— START —

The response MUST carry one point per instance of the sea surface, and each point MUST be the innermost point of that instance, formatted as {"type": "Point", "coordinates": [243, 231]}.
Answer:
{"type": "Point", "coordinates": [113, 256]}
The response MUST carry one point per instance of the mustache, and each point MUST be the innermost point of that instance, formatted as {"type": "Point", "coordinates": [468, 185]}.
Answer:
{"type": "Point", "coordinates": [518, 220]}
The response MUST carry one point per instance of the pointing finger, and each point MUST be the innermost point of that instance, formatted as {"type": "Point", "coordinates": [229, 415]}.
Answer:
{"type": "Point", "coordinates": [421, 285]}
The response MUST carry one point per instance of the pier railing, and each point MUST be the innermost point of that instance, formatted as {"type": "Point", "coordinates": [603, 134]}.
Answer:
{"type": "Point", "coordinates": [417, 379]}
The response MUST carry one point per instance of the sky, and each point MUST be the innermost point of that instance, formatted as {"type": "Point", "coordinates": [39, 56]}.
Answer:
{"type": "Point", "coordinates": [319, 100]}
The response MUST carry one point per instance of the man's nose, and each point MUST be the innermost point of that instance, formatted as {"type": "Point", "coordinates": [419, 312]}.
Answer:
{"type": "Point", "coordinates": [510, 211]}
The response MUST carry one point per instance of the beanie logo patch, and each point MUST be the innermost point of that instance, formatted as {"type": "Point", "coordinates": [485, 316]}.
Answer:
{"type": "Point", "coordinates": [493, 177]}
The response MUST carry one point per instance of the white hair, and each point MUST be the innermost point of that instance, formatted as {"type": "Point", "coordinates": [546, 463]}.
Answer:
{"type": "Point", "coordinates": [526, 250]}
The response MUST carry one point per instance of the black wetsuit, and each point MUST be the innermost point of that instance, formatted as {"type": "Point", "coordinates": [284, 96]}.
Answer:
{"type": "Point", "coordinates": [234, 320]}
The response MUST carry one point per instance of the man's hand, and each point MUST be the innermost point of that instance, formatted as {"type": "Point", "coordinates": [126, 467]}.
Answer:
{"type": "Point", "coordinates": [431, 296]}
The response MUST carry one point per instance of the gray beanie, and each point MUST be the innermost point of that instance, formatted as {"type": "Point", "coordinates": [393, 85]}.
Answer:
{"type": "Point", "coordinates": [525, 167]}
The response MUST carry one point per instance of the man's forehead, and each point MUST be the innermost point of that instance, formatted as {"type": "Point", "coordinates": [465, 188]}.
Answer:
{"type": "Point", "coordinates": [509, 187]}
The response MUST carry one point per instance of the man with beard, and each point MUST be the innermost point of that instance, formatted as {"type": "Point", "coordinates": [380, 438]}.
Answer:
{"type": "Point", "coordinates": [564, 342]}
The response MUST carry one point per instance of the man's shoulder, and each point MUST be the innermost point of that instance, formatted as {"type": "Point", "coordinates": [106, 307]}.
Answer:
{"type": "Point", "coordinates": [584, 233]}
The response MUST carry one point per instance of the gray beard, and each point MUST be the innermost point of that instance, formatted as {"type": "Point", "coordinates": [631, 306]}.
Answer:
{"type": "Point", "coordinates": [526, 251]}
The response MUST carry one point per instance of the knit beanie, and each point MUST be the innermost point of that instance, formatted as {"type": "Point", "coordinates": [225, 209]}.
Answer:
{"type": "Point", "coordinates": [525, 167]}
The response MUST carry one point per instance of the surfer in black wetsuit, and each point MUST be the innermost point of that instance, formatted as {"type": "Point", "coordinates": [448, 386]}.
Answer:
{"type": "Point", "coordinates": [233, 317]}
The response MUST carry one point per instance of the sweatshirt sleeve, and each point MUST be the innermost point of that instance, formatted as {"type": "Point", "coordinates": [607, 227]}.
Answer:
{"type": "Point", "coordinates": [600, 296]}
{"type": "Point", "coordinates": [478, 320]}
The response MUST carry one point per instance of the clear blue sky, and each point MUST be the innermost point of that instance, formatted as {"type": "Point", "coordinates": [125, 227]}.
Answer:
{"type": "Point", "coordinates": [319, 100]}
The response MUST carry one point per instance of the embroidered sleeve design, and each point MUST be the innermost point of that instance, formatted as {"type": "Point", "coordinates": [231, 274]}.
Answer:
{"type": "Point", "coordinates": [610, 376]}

— END —

INSTRUCTIONS TO FOLLOW: The records above should be duplicated in full, exactly as given.

ANSWER FOR THIS EXERCISE:
The response MUST carry one point per instance of the sea surface, and each point MUST be the innermost point of that instance, formatted as {"type": "Point", "coordinates": [243, 231]}.
Answer:
{"type": "Point", "coordinates": [113, 256]}
The response MUST carry one point per instance of the mustache, and each point MUST be the innermost point of that instance, formatted as {"type": "Point", "coordinates": [468, 185]}.
Answer:
{"type": "Point", "coordinates": [518, 220]}
The response MUST carry one point per instance of the pointing finger, and each point MUST be the innermost point of that instance, formatted as {"type": "Point", "coordinates": [229, 415]}.
Answer:
{"type": "Point", "coordinates": [421, 285]}
The response MUST carry one point per instance of the pier railing, and each point MUST be the innermost point of that instance, formatted as {"type": "Point", "coordinates": [603, 134]}.
Answer:
{"type": "Point", "coordinates": [417, 379]}
The response MUST carry one point per instance of the sky, and each point MUST be the innermost point of that instance, formatted as {"type": "Point", "coordinates": [39, 56]}.
Answer:
{"type": "Point", "coordinates": [319, 100]}
The response MUST carry one point per instance of the man's nose, and each point MUST be the innermost point of that instance, formatted as {"type": "Point", "coordinates": [419, 312]}.
Answer:
{"type": "Point", "coordinates": [510, 211]}
The response MUST carry one point per instance of the beanie logo patch, and each point MUST be the innermost point of that instance, formatted as {"type": "Point", "coordinates": [485, 316]}.
Answer:
{"type": "Point", "coordinates": [493, 177]}
The response MUST carry one point per instance of the white hair, and each point MUST be the innermost point of that instance, formatted as {"type": "Point", "coordinates": [546, 463]}.
Answer:
{"type": "Point", "coordinates": [526, 250]}
The response MUST carry one point per instance of the black wetsuit, and each point MUST be the innermost point of that instance, formatted as {"type": "Point", "coordinates": [284, 96]}.
Answer:
{"type": "Point", "coordinates": [234, 320]}
The response MUST carry one point per instance of the man's hand, and each point MUST be the innermost point of that instance, formatted as {"type": "Point", "coordinates": [126, 467]}.
Answer:
{"type": "Point", "coordinates": [431, 296]}
The response MUST carry one point per instance of the gray beanie, and each point MUST be the innermost point of that instance, formatted as {"type": "Point", "coordinates": [393, 85]}.
Answer:
{"type": "Point", "coordinates": [525, 167]}
The response MUST carry one point per instance of the man's forehead, and each point MUST be the innermost point of that instance, formatted as {"type": "Point", "coordinates": [465, 188]}.
Answer:
{"type": "Point", "coordinates": [509, 187]}
The response MUST carry one point per instance of the man with beard, and each point MUST be the innermost point of that instance, formatted as {"type": "Point", "coordinates": [380, 438]}.
Answer:
{"type": "Point", "coordinates": [564, 342]}
The response MUST carry one point per instance of the man's shoulder, and each point MUST be the innermost point of that instance, formatted as {"type": "Point", "coordinates": [106, 307]}.
Answer:
{"type": "Point", "coordinates": [584, 233]}
The response MUST carry one point per instance of the gray beard, and each point MUST be the innermost point of that instance, formatted as {"type": "Point", "coordinates": [631, 306]}.
Answer:
{"type": "Point", "coordinates": [526, 251]}
The response MUST carry one point per instance of the knit beanie, and each point MUST be the innermost point of that instance, formatted as {"type": "Point", "coordinates": [225, 209]}.
Answer:
{"type": "Point", "coordinates": [525, 167]}
The response MUST carry one point per instance of the surfer in black wetsuit, and each point MUST be the innermost point of that instance, formatted as {"type": "Point", "coordinates": [448, 386]}.
Answer:
{"type": "Point", "coordinates": [233, 317]}
The response MUST carry one point per instance of the sweatshirt sleeve, and each point MUST be the innermost point of that instance, formatted as {"type": "Point", "coordinates": [607, 227]}.
Answer:
{"type": "Point", "coordinates": [600, 296]}
{"type": "Point", "coordinates": [478, 320]}
The response MUST carry one point per instance of the clear blue sky, and each point MUST be the innermost point of that instance, formatted as {"type": "Point", "coordinates": [125, 227]}.
Answer:
{"type": "Point", "coordinates": [319, 100]}
The response MUST carry one point per instance of the embroidered sleeve design, and each point MUST be the innermost point of that instance, formatted as {"type": "Point", "coordinates": [231, 274]}.
Answer:
{"type": "Point", "coordinates": [610, 376]}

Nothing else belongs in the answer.